**Exercise input:**
- - - - - - -

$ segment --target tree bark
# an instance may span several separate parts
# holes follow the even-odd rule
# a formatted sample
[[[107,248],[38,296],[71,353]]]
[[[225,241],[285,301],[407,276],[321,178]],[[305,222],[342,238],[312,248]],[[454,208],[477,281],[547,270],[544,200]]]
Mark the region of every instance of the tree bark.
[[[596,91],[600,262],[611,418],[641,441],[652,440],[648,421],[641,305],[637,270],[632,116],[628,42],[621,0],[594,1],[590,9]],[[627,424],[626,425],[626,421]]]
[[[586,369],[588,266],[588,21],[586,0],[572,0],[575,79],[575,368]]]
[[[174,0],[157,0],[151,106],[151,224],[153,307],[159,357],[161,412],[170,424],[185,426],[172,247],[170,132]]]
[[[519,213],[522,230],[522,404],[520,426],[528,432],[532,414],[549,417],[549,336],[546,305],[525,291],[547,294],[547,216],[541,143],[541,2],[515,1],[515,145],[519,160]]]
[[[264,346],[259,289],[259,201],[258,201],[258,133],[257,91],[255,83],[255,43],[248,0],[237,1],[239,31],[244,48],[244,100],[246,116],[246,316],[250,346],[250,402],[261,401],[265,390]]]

- - - - - - -

**Stated problem:**
Copy all of the data above line for line, leaving every character unchanged.

**Exercise answer:**
$ segment --target tree bark
# an instance may span several separate parts
# holes follow the even-odd rule
# a formatted sample
[[[107,248],[38,296],[71,353]]]
[[[225,241],[285,301],[407,276],[321,178]],[[305,222],[342,238],[312,248]],[[454,208],[477,281],[547,270],[544,200]]]
Mark the region of every instance of the tree bark.
[[[596,91],[600,262],[611,418],[641,441],[652,440],[648,421],[641,305],[637,270],[632,116],[628,42],[621,0],[594,1],[590,9]],[[627,424],[626,425],[626,421]]]
[[[586,369],[588,266],[588,21],[586,0],[572,0],[575,79],[575,368]]]
[[[174,0],[157,0],[151,106],[151,224],[153,307],[159,357],[161,412],[170,424],[185,426],[172,247],[170,132]]]
[[[519,213],[522,230],[522,404],[520,426],[528,432],[532,414],[549,417],[549,336],[546,305],[525,291],[547,294],[547,216],[541,143],[541,2],[515,1],[515,145],[519,160]]]
[[[264,346],[259,289],[259,201],[258,201],[258,133],[257,91],[255,83],[255,43],[248,0],[237,1],[239,31],[244,48],[244,100],[246,116],[246,316],[250,346],[250,402],[261,401],[265,390]]]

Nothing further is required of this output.